Tarea escrita 1: Reescribe el fragmento del texto sobre los animales de las banquinas, todo lo que va desde "A veces las" hasta "velocidad del esquive.", y reemplaza "perdices" por "codornices".
====== Texto extraído
Varias veces, por ese egoísmo primario que nos impulsa a cuidar nuestros bienes materiales, acepté ser llevado por otras personas con mayor o menor apuro o nivel de ansiedad que es casi lo mismo, pero eso me daba la oportunidad de mirar las banquinas.

Día o noche me sorprendían los animalitos que veía en ellas, ya sea un aguilucho que levanta vuelo asustado por el ruido del vehículo, ya un búho que observaba con interés o reproche, vaya a saber cuál de ellos, o ambos, el paso de esa máquina.
A veces las liebres, confundidas por las luces no naturales que invadían su hábitat, hacían una carrera desesperada hasta perderse en algún arbusto.

Durante el día, cuando la obligación fue concurrir a un Centro de Salud rural estuvieron las perdices, con ese vuelo corto y el silbido que parece una protesta, cuando las heladas las adormecían en el peligro del amanecer.

Los apereá, ese roedorcito oscuro que juega un baile de amagues con el vehículo que se aproxima y a veces compite en velocidad cruzando por delante, desapareciendo sus patitas cortas en la velocidad del esquive.

Cuando el compromiso con la salud terminaba en horas de la siesta veraniega y volvía con modorra, y el cabeceo del Citroen de aquellos tiempos me acunaba traicioneramente, de pronto me sobresaltaba la perezosa, y letal, belleza de la yarará que se cruzaba indiferente.

Recuerdo que cierta vez un paisano, de esos que uno levanta más que nada para entretenerse en una conversación fútil sobre el calor, la lluvia o algo así, me invitó a detenerme para perseguir una de estas serpientes, gorda ella, que había atravesado el camino delante del paso del automóvil.

Yo no sé si fue el respeto al animal que tenía mucho más derecho que nosotros a estar allí a esa hora o, más probablemente el miedo a semejante bicho lo que me hizo ignorar la propuesta. No me arrepiento. Sólo deseo que la yarará inmensa sólo haya descargado su veneno en los mismos apereás que jugaban a las carreras con mi auto.

Por esos tiempos también viajaba seguido a Rosario, por la autopista que, aún siendo todavía de nuestro Estado, ya tenía ese aspecto artificial de yuyo cortado al ras y limpieza de comercio de comidas rápidas.

Ni hablar de hoy día donde permanentemente los empleados las recorren levantando el mas mínimo papelito que denuncie la presencia humana. Parecen de plástico.

Pero ahora, es decir hace siete u ocho años, llegó la soja. Y llegó la siembra directa y lo que siempre fue penuria y angustia para el hombre de campo se transformó en algo parecido al paraíso.

Un cultivo que rinde, que se aguanta las sequías y las lluvias, que sólo requiere regarlo con agroquímicos, que no da trabajo, que permite a la gente pagar las deudas, mejorar la casa y pensar en la 4 x 4 que se puede comprar con soja nomás, de esa que está atesorada en el silo chorizo, que dan ganas de dormir encima de parejita y suave que parece.
============
====== Entradas proporcionadas
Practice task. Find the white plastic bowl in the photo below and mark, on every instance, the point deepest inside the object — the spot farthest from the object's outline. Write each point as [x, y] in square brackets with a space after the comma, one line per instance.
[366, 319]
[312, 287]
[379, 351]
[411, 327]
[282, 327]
============
Tarea escrita 2: Duplica sin ningún cambio todas las líneas de las entradas, de la primera a la última.

Resultado esperado 1:
A veces las liebres, confundidas por las luces no naturales que invadían su hábitat, hacían una carrera desesperada hasta perderse en algún arbusto.

Durante el día, cuando la obligación fue concurrir a un Centro de Salud rural estuvieron las codornices, con ese vuelo corto y el silbido que parece una protesta, cuando las heladas las adormecían en el peligro del amanecer.

Los apereá, ese roedorcito oscuro que juega un baile de amagues con el vehículo que se aproxima y a veces compite en velocidad cruzando por delante, desapareciendo sus patitas cortas en la velocidad del esquive.

Resultado esperado 2:
Practice task. Find the white plastic bowl in the photo below and mark, on every instance, the point deepest inside the object — the spot farthest from the object's outline. Write each point as [x, y] in square brackets with a space after the comma, one line per instance.
[366, 319]
[312, 287]
[379, 351]
[411, 327]
[282, 327]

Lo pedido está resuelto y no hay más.